─── Exercise materials

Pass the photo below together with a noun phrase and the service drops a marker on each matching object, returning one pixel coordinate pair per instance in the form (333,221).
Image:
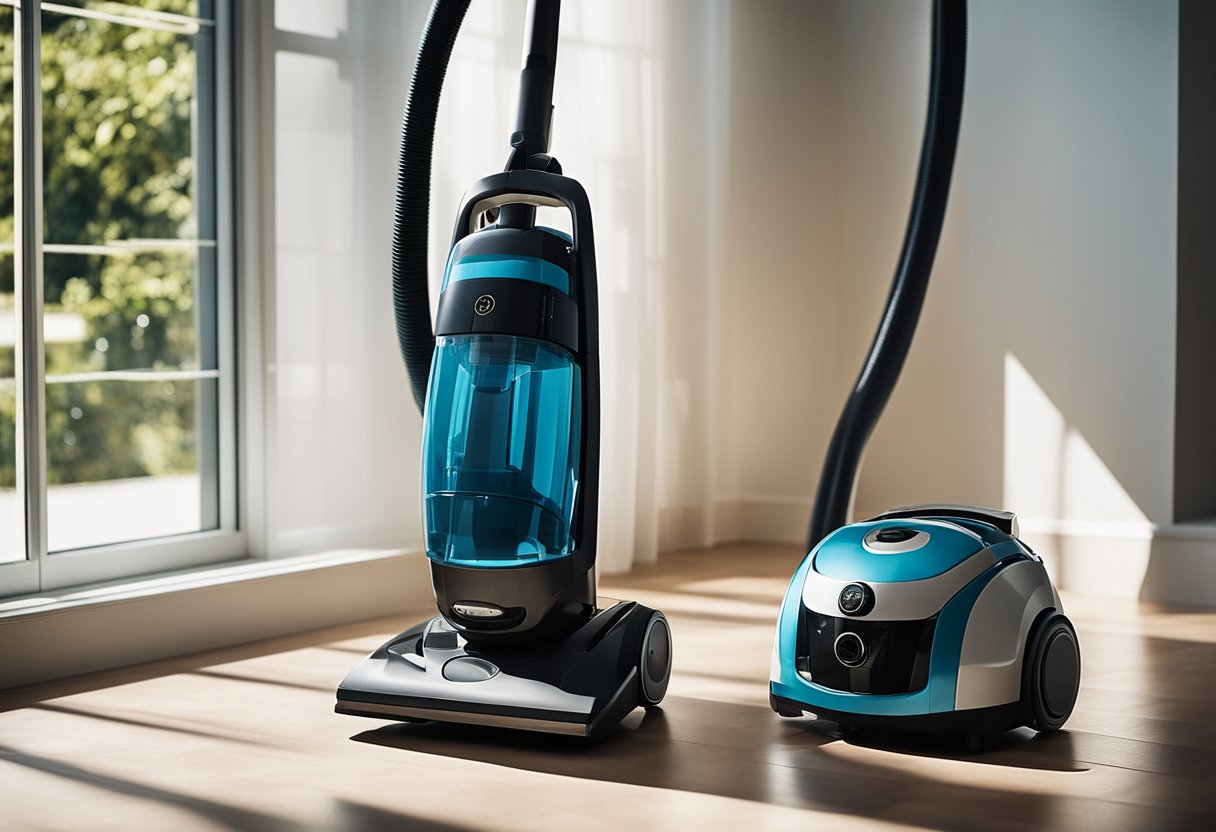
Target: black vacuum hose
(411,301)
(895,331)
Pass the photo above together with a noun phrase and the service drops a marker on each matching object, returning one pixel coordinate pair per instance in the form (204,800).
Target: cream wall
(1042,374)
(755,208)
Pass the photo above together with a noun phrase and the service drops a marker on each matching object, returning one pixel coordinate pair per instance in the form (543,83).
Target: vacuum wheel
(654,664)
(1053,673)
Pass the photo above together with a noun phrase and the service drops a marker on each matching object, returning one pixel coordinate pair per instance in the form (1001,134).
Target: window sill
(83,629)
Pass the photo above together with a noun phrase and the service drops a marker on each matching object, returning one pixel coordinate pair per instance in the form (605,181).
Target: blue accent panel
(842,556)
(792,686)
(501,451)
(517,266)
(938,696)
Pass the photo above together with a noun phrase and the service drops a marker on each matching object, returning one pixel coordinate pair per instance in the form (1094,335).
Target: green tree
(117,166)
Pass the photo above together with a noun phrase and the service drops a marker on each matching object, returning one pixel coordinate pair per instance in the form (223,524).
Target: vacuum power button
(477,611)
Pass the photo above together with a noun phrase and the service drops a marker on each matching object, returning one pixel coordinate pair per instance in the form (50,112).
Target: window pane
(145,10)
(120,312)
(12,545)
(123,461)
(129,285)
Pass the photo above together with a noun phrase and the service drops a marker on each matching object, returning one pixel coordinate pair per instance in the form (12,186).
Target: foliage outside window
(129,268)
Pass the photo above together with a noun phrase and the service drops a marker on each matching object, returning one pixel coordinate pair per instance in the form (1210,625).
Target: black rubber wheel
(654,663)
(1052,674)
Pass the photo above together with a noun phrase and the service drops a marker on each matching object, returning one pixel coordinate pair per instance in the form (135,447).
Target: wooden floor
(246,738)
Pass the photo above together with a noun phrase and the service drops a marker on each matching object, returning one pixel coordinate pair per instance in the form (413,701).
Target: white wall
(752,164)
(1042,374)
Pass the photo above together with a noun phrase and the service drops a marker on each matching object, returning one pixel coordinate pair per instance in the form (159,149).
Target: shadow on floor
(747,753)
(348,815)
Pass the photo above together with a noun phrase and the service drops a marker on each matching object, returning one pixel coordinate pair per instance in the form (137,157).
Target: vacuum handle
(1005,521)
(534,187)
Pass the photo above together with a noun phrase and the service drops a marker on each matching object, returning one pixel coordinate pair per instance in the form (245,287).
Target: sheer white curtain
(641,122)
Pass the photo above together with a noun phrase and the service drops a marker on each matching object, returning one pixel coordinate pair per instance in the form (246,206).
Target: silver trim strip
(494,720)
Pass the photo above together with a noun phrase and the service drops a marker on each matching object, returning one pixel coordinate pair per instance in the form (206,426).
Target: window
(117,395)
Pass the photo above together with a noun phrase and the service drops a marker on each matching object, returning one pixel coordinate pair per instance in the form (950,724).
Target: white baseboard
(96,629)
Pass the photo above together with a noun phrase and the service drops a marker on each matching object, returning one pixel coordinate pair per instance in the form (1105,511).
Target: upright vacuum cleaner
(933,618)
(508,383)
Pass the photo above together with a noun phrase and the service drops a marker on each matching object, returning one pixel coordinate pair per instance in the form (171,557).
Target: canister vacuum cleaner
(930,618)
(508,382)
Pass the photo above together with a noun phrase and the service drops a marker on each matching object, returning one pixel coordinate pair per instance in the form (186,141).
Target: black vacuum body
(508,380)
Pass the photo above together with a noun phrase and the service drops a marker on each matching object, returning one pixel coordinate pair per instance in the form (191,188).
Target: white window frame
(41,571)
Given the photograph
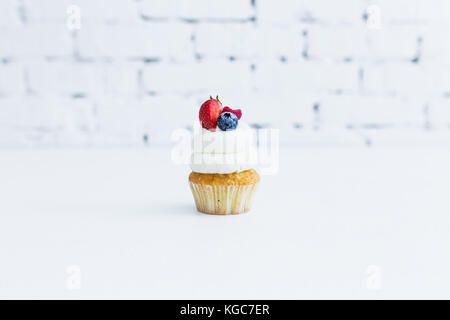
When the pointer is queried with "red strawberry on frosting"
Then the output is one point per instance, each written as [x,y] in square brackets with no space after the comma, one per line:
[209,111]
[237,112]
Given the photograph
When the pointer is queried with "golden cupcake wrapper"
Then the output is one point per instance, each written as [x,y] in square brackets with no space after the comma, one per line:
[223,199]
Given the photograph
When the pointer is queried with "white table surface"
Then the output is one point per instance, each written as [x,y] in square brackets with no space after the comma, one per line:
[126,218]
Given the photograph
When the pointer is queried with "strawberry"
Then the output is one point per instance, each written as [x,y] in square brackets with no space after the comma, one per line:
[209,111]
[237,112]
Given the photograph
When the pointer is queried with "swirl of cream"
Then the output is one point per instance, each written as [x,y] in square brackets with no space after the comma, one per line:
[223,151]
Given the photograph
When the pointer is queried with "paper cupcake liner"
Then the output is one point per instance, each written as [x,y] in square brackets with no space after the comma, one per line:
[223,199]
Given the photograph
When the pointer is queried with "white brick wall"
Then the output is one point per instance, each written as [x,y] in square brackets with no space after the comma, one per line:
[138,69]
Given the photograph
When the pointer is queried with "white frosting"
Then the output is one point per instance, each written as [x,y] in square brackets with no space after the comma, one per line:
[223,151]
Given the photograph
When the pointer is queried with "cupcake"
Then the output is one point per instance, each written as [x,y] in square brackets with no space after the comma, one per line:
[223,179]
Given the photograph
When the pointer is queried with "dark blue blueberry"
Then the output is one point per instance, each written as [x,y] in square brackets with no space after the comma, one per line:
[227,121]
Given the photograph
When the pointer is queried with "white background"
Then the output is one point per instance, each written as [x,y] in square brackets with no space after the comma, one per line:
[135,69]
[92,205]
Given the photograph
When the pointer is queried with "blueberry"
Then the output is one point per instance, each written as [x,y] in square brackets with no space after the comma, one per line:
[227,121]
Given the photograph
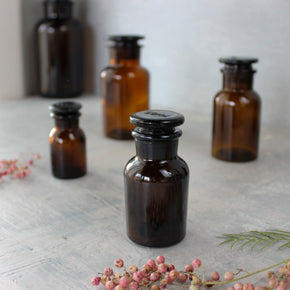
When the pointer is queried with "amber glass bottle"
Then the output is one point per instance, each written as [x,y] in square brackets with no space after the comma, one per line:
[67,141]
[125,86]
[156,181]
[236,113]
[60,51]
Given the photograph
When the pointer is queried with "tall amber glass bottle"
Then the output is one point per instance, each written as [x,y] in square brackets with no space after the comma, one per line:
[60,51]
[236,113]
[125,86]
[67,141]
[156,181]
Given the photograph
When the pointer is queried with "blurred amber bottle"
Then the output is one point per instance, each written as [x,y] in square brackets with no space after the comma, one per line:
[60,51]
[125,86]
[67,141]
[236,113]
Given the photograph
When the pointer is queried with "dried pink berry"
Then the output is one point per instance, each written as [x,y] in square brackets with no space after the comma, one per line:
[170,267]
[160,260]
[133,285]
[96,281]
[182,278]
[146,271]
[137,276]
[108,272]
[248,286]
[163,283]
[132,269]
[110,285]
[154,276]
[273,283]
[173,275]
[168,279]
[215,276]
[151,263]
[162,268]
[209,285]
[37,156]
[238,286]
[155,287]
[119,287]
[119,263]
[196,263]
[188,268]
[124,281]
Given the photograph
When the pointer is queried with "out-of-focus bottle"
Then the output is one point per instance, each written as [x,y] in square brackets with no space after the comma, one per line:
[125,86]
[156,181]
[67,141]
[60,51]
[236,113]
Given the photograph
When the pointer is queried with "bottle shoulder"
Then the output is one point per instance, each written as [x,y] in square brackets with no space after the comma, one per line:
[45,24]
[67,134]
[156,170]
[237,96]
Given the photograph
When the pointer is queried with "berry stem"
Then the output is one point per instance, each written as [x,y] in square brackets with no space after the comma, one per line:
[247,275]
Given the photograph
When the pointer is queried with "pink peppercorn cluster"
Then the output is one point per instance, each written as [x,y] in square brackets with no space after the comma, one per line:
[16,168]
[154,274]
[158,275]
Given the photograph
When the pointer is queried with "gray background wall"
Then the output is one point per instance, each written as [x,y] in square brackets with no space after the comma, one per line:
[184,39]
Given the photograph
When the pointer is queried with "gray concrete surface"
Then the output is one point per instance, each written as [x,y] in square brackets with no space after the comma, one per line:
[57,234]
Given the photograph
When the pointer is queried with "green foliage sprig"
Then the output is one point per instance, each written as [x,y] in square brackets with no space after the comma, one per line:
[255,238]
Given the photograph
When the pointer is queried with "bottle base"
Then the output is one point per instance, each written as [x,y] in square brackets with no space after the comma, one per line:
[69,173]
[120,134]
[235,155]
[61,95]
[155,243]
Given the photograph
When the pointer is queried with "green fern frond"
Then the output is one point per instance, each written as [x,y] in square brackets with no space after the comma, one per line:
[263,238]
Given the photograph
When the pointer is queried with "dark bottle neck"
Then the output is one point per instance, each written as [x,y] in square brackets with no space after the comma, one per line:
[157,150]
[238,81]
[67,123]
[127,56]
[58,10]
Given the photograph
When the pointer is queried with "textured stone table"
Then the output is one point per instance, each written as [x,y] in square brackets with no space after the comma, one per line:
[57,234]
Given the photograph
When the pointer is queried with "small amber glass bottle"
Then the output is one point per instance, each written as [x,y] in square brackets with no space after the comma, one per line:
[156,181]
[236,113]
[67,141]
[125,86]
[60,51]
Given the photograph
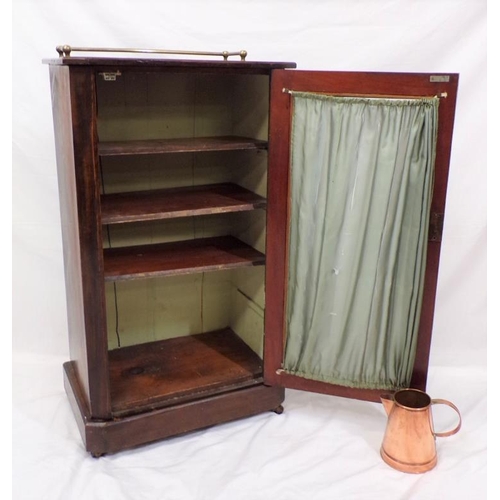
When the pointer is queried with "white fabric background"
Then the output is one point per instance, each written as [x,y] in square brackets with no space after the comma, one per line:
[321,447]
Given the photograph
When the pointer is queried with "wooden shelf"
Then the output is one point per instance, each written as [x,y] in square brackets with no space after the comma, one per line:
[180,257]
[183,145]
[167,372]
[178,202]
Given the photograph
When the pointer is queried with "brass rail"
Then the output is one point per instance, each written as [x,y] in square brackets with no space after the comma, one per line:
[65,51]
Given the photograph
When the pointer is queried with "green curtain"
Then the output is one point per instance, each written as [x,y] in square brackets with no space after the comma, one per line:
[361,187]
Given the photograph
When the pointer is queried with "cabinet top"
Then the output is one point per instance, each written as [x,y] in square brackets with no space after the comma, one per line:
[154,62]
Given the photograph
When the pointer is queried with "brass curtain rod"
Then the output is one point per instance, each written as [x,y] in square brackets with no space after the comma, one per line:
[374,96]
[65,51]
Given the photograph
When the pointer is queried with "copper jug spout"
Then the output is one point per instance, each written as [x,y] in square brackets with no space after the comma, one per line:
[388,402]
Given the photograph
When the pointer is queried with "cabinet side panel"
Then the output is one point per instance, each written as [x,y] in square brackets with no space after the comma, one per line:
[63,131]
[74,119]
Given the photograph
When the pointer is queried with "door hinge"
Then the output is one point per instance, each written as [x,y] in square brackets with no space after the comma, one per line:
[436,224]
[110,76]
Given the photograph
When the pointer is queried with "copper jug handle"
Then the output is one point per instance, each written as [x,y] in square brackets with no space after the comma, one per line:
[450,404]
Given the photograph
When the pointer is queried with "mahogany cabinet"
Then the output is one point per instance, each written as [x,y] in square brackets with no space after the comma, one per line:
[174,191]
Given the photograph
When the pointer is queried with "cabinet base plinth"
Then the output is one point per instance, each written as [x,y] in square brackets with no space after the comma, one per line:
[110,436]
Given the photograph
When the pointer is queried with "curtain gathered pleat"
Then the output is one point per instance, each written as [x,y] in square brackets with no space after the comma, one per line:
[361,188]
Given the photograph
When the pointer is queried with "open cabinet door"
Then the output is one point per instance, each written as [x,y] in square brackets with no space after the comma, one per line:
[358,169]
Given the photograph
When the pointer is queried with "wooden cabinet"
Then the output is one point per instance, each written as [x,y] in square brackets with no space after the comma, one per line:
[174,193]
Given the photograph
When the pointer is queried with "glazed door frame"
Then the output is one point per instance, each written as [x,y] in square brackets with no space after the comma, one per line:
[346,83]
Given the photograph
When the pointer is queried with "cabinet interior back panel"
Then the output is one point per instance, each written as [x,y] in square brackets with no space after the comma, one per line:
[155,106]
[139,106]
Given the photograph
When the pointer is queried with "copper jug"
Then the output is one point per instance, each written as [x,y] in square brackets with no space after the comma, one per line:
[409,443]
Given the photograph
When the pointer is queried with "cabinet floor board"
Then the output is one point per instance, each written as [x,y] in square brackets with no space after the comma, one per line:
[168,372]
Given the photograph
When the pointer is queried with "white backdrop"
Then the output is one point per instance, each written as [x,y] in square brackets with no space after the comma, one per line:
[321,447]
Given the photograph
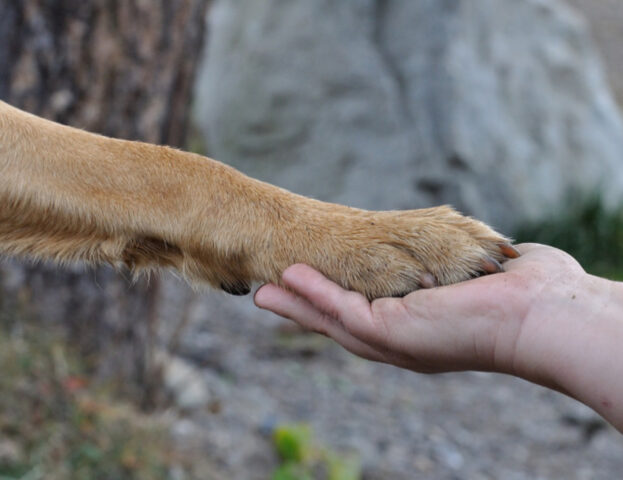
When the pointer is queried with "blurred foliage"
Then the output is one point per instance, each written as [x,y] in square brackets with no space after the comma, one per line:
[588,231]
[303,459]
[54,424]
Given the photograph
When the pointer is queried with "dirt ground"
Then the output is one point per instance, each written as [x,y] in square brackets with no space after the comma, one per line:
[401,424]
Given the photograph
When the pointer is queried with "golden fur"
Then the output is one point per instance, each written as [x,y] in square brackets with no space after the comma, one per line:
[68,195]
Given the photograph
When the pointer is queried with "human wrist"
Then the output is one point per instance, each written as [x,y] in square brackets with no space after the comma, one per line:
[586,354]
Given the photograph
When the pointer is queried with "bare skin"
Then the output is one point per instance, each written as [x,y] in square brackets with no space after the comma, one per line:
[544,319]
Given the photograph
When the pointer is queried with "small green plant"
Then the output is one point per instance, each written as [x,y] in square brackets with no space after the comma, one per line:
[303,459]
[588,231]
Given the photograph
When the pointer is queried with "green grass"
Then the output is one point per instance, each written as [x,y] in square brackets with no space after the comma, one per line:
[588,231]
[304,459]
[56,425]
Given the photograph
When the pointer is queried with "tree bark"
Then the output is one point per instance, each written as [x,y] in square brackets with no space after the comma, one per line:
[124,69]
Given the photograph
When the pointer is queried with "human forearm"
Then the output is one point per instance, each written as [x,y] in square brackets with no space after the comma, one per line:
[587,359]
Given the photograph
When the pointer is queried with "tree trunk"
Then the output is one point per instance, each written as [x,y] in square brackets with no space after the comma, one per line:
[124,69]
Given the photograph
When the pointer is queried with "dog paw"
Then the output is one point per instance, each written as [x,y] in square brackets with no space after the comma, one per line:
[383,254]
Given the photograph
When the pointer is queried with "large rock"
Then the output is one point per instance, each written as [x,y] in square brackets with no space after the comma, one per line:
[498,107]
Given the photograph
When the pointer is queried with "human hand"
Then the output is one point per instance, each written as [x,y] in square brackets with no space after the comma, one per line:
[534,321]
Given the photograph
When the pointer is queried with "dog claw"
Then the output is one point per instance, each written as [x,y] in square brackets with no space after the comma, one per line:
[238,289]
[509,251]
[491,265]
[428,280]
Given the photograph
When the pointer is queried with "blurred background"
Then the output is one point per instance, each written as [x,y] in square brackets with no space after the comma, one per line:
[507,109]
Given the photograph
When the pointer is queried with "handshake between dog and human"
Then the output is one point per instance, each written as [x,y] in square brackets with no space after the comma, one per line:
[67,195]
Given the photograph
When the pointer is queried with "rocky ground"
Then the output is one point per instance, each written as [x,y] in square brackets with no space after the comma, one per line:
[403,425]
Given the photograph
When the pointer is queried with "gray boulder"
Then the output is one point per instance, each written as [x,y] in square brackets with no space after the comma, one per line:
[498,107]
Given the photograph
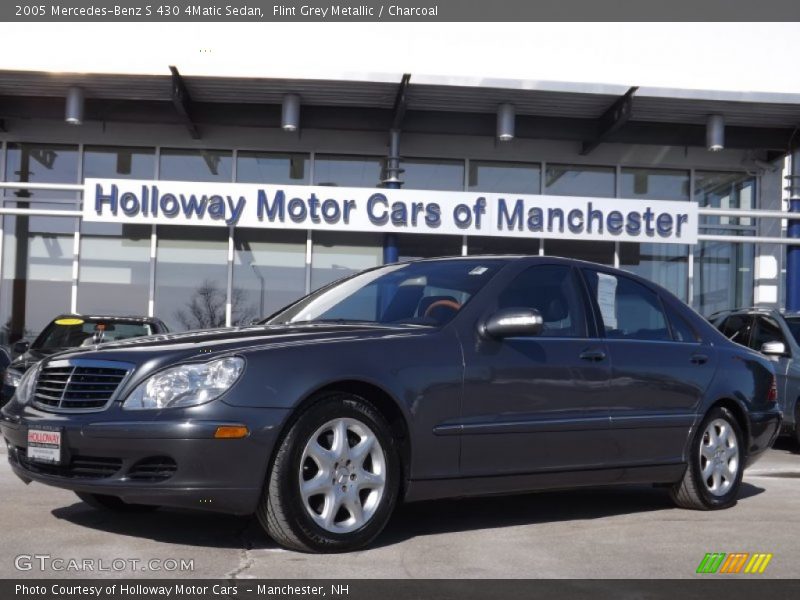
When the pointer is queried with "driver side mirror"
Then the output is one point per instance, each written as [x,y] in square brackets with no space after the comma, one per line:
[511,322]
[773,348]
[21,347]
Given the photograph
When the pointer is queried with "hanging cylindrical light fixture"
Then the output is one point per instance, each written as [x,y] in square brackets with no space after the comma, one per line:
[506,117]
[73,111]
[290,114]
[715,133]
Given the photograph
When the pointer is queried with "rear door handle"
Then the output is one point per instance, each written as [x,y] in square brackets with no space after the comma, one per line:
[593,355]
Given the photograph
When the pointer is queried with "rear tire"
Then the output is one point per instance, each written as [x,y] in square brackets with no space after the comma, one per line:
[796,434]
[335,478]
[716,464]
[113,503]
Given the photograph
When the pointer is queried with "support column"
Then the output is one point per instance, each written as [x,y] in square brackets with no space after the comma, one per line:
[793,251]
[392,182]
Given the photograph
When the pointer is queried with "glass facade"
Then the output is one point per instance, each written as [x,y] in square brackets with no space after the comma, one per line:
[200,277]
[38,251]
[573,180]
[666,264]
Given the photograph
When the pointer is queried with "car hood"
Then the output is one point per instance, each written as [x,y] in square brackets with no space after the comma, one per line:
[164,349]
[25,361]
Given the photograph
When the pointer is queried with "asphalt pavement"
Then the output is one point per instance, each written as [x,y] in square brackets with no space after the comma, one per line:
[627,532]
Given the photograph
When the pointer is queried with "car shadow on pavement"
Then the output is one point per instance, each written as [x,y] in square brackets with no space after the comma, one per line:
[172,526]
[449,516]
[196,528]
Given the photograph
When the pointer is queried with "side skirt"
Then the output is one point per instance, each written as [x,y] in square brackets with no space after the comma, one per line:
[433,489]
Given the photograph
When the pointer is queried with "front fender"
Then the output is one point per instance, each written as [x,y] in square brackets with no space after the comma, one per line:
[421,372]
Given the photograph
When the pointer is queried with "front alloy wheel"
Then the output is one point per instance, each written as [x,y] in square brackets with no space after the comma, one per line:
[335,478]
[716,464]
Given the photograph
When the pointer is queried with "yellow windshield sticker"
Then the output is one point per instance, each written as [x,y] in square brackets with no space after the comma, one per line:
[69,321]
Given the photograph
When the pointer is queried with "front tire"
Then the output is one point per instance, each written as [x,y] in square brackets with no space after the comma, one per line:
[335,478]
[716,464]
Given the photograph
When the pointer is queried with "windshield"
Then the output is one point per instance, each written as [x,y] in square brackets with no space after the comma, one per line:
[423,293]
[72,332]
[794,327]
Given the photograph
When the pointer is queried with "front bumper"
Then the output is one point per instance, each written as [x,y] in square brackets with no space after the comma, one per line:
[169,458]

──────

What you have to do
Your response must consist of the lines from the beginning of the data through the line containing "the form (543,83).", transcribed exactly, with no pictures.

Task answer
Pass the photo below together with a noun phrase and the service drops a marker on each matching object, returning one pixel coordinate pair per instance in the form (333,221).
Image:
Target: black vacuum hose
(411,301)
(895,331)
Pass the photo above together with a noun phrase and the service drops a marker on each matching object, returning one pixel coordinate pair per instance in the form (204,800).
Target: cream wall
(1042,374)
(755,208)
Pass the photo above together with a noun phrase and the service drops a marker on each matching object, returning one pixel coordinate pair per instance in the form (543,83).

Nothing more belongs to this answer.